# [What you should do]
After locating the line that contains "Target: decorative tray" in the data below, set down exactly that line and each one after it through the line that contains "Might you point out the sofa armrest", and nothing more.

<<<<

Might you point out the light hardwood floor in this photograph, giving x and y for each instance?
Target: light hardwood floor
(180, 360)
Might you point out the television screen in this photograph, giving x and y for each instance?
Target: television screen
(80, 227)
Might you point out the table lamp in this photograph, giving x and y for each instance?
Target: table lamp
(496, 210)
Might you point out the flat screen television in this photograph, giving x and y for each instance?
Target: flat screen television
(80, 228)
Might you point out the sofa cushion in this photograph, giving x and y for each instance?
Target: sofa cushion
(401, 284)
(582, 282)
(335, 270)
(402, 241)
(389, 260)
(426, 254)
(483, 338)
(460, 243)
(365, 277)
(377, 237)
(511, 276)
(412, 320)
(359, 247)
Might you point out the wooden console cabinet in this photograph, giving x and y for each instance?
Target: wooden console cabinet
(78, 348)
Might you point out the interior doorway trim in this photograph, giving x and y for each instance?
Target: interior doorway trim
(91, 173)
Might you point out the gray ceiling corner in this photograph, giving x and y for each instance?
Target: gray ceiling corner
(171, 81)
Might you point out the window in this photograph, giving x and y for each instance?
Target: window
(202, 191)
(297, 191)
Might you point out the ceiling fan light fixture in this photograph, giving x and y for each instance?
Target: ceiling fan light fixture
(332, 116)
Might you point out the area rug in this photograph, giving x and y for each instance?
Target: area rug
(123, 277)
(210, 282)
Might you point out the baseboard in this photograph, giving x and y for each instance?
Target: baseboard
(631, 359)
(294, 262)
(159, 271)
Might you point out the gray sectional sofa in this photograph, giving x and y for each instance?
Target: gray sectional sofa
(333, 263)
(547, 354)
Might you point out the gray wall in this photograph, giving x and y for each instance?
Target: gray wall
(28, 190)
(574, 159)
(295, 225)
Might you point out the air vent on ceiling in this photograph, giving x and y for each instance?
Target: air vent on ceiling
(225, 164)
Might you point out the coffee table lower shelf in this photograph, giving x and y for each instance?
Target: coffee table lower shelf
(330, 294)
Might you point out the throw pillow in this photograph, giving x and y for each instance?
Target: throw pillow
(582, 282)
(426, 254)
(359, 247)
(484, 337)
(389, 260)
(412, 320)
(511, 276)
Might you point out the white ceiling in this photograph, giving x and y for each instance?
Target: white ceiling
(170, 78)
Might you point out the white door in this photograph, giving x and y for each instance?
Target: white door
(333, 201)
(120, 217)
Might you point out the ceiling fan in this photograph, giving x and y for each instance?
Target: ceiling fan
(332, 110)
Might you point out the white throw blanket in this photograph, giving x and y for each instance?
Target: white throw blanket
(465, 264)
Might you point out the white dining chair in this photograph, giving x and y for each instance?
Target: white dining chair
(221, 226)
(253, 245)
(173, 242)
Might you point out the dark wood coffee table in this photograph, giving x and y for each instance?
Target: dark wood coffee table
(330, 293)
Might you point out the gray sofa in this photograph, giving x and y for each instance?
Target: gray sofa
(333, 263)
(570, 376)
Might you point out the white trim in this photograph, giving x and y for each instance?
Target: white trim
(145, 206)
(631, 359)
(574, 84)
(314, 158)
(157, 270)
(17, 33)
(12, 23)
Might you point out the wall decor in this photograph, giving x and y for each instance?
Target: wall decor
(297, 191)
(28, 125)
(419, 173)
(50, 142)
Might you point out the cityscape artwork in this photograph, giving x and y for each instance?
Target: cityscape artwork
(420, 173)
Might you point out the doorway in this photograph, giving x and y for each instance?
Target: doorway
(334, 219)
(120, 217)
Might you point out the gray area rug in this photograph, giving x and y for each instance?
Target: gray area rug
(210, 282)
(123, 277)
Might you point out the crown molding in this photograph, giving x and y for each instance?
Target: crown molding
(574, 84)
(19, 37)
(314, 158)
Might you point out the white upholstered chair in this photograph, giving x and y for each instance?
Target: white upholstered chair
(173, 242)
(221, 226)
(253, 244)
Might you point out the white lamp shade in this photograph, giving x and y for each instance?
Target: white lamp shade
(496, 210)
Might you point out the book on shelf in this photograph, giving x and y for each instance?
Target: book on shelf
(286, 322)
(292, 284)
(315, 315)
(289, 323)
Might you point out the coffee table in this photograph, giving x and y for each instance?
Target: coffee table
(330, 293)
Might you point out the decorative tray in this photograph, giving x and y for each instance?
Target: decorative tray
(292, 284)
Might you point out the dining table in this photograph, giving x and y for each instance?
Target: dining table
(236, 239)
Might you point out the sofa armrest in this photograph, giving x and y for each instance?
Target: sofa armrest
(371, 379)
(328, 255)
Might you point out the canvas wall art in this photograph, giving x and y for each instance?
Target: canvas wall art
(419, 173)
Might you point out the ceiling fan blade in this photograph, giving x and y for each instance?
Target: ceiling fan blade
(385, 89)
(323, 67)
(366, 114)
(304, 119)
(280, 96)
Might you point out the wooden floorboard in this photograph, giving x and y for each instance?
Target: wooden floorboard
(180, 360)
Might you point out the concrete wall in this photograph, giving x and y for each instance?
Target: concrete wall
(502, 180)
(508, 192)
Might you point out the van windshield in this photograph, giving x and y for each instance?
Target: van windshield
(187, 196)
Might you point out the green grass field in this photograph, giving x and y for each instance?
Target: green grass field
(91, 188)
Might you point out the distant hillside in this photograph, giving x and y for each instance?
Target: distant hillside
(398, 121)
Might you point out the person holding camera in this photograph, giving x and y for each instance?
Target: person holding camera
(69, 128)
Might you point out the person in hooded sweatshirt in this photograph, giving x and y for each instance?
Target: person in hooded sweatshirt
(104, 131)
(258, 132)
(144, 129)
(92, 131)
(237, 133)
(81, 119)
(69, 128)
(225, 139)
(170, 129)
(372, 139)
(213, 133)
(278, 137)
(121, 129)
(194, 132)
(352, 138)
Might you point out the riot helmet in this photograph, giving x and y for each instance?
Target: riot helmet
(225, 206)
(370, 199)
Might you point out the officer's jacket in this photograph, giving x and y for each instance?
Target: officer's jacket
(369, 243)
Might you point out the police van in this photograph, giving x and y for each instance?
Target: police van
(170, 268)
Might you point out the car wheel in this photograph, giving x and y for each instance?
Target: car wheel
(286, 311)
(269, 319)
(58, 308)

>>>>

# [Task solution]
Target: decorative tray
(292, 284)
Might you point out the dining table in this photograph, giving x and y for each instance?
Target: dining table
(236, 239)
Might you point out the sofa armrest in this photograph, giving x and y for each instance?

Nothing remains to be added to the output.